Repeat the material exactly, leaving no line out.
BEGIN Data for review
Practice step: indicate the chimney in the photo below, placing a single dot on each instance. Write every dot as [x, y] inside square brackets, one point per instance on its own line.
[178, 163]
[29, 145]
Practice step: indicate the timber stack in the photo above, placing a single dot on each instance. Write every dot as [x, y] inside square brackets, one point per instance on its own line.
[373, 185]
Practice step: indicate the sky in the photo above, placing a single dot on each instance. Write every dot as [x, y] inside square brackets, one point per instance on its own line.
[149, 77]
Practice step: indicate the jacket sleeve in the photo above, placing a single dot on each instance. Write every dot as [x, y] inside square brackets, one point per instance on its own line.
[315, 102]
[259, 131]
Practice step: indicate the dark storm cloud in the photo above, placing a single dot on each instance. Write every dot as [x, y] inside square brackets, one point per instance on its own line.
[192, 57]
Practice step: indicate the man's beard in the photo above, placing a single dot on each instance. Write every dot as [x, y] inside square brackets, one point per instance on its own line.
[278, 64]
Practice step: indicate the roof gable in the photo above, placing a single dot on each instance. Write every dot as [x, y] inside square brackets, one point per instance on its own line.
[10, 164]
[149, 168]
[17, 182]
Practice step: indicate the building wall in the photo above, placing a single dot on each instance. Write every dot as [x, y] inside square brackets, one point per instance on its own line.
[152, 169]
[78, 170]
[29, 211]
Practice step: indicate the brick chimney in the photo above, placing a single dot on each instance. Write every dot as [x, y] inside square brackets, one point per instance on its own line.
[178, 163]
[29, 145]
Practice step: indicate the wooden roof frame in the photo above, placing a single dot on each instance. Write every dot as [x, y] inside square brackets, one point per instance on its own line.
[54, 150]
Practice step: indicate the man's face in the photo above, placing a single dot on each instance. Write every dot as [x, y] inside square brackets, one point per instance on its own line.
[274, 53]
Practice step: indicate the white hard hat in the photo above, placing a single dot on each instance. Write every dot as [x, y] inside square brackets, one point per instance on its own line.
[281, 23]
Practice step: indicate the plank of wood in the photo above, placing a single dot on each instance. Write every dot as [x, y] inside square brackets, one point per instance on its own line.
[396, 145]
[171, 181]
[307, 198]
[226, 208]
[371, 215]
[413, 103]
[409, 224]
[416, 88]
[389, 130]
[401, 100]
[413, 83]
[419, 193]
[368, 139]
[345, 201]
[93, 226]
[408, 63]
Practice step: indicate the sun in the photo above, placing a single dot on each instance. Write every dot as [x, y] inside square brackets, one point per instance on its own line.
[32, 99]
END Data for review
• **Solution to this exercise**
Practice step: indicate the chimney in the photo below, placing a single dot on each instance. Write every dot as [x, y] inside square brackets, one point per instance on its own line.
[178, 163]
[29, 145]
Practice step: indicate the timber stack in the photo above, placing a single dot on each instance. Write every dot as [x, y] inside square brackets, one point per instance on its own line.
[373, 185]
Practice step: indicate the sky in the photo above, placing a single dot on each instance. Write every dot as [x, y] inside square brackets, one point per instance on its own line.
[149, 77]
Practice step: indicate the jacket sleeve in the photo above, placing a single dot on each instance. Write every dot as [x, y] inside square brackets, one point per instance on its own line.
[315, 102]
[259, 131]
Practice step: indicate the dark storm cloud in the photo above, placing a single dot on each instance. Write every dot as [x, y] inside square brackets, one point per instance on its own line.
[192, 57]
Practice step: indicate the man's beard in the photo above, placing a single dot on each instance. Write every dot as [x, y] inside square brackets, one point per instance on its own line.
[278, 64]
Practice step: indicate the roof gable in the photo above, placing a single dot on each instance. Write every dot as [x, y] inside square brackets, one point per instance on its own line.
[10, 164]
[149, 168]
[17, 182]
Practice step: indicate the building wall in the photo above, placing a single dot on each instance. Write every dot as [x, y] inside square brackets, one point per instance on its own line.
[152, 169]
[78, 170]
[29, 211]
Practice step: indicate the brick chimney in the photo above, placing a single dot on each instance. Write every dot as [x, y] inside square brackets, one point per instance on its own line.
[178, 163]
[29, 145]
Practice step: indicate the wooden roof frame in the photo above, placing a single dot on each instance. Write every dot as [x, y] inside square brackets, one point per instance on its own line.
[54, 150]
Practice step: indicate the man's face in the photo above, placing a single dot on each instance. Write every dot as [x, y] inside square brackets, one point per instance on its own line.
[274, 53]
Practice step: indicate the white hard hat in the photo above, placing a single dot on each instance. Write every dot as [x, y] inside square brackets, one point per instance on its own line.
[281, 23]
Practice step: indicate the plank of wood in the photo above, placing a single dot on each instance. Write every dot as [x, y] inside square brackets, one point per instance on its own line.
[396, 145]
[171, 181]
[307, 198]
[226, 208]
[371, 215]
[413, 103]
[409, 224]
[416, 88]
[389, 130]
[401, 100]
[413, 83]
[419, 193]
[368, 139]
[345, 201]
[93, 226]
[408, 63]
Practice step: indicate the sun in the photo above, placing a single dot on each instance. Write every dot as [x, y] inside square brackets, one point per instance on its own line.
[32, 99]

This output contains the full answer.